==== TEXT SEGMENT

In deciding to engage Grant Thornton, the Audit Committee reviewed auditor independence and any existing commercial relationships with Grant Thornton and concluded that Grant Thornton has no commercial relationships with the Company that would impair its independence. During the fiscal years ended December 31, 2022 and 2021, and during the interim period from January 1, 2023 through March 30, 2023, neither the Company nor anyone acting on its behalf consulted with Grant Thornton regarding either (i) the application of accounting principles to a specific completed or contemplated transaction or regarding the type of audit opinions that might be rendered by Grant Thornton on the Company’s financial statements, and Grant Thornton did not provide any written or oral advice that was an important factor considered by the Company in reaching a decision as to any accounting, auditing or financial reporting issue; or (ii) any matter that was the subject of a “disagreement” (as defined in Item 304(a)(1)(iv) of Regulation S-K and the related instructions) or a “reportable event” (as defined in Item 304(a)(1)(v) of Regulation S-K).
The report of Baker Tilly regarding the Company’s financial statements as of and for the years ended December 31, 2022 and 2021 did not contain any adverse opinion or disclaimer of opinion and was not qualified or modified as to uncertainty, audit scope or accounting principles.

========
==== GIVEN RECORDS

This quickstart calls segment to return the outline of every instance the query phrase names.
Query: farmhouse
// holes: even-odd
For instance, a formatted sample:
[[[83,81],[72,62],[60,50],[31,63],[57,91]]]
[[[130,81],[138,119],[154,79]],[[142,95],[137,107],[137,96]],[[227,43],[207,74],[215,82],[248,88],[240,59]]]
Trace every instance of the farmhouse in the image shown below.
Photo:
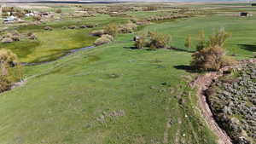
[[[35,14],[33,13],[28,13],[28,14],[26,14],[25,15],[29,17],[29,16],[34,16]]]
[[[248,12],[241,12],[240,16],[249,17],[249,16],[252,16],[252,14],[250,14]]]
[[[3,19],[3,23],[9,23],[9,22],[14,22],[15,20],[16,20],[17,18],[15,16],[9,16],[6,19]]]

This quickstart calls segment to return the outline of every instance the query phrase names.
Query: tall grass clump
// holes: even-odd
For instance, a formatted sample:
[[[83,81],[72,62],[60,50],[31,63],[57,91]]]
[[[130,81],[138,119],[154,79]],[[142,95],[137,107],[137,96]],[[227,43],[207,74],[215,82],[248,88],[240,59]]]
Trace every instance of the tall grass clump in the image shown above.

========

**GOALS**
1. According to the auditor passage, which firm's report on the Company's financial statements for 2022 and 2021 contained no adverse opinion or disclaimer of opinion?
2. Write the next part of the auditor passage, starting after its final sentence.
The data come from a different source than the auditor passage.

**TASK-BY-TASK OUTPUTS**
1. Baker Tilly

2.
During the years ended December 31, 2022 and 2021, and during the interim period from January 1, 2023 through March 30, 2023, the date of Baker Tilly’s dismissal, there were no disagreements with Baker Tilly on any matter of accounting principles or practices, financial statement disclosure or auditing scope or procedures, which disagreements, if not resolved to the satisfaction of Baker Tilly, would have caused it to make reference to such disagreement in its reports.
The Company provided Baker Tilly with a copy of this Current Report on Form 8-K prior to its filing with the Securities and Exchange Commission and requested that Baker Tilly furnish the Company with a letter addressed to the Securities and Exchange Commission stating whether it agrees with the above statements and, if it does not agree, the respects in which it does not agree. A copy of the letter, dated March 30, 2023, is filed as Exhibit 16.1 (which is incorporated by reference herein) to this Current Report on Form 8-K.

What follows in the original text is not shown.